## Your goal
Make an exact copy of every entry.

Dataset entries:
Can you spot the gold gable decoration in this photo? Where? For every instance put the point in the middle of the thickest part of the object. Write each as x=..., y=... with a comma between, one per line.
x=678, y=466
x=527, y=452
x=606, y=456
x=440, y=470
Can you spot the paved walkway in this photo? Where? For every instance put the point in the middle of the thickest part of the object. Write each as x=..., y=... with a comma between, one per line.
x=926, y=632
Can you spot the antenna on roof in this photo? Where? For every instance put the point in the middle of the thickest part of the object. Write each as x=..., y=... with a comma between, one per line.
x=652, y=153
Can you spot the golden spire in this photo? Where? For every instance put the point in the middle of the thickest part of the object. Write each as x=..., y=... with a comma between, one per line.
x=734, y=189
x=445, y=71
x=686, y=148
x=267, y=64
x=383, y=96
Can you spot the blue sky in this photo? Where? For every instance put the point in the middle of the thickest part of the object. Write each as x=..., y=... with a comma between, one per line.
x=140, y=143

## Exercise output
Can you spot the gold gable decoration in this photo? Where? For every instance put the point in the middle of the thickest part of the object. Write each as x=..., y=... with a comma between, one per line.
x=678, y=466
x=527, y=452
x=606, y=456
x=440, y=470
Can you spot the paved walkway in this photo? Where? For every instance put the point in the middle of the thickest part of the object. Write each as x=..., y=... with a comma between, one per line.
x=926, y=632
Can you spot the antenna on roof in this photo? Where? For every instance put the point in the middle of the thickest part of the object. Write each as x=..., y=... with a comma between, one per line.
x=652, y=153
Can you spot the golden spire in this photo? Where? For every instance put the point in the middle of the thickest part of the object. Write each as x=..., y=... with a comma between, one per line.
x=734, y=189
x=445, y=71
x=686, y=148
x=267, y=64
x=383, y=96
Can you spot the blue sky in this photo? Where? For every instance put the point in the middle of the thickest part of the object. Write each as x=..., y=... with a comma between, one per line.
x=140, y=143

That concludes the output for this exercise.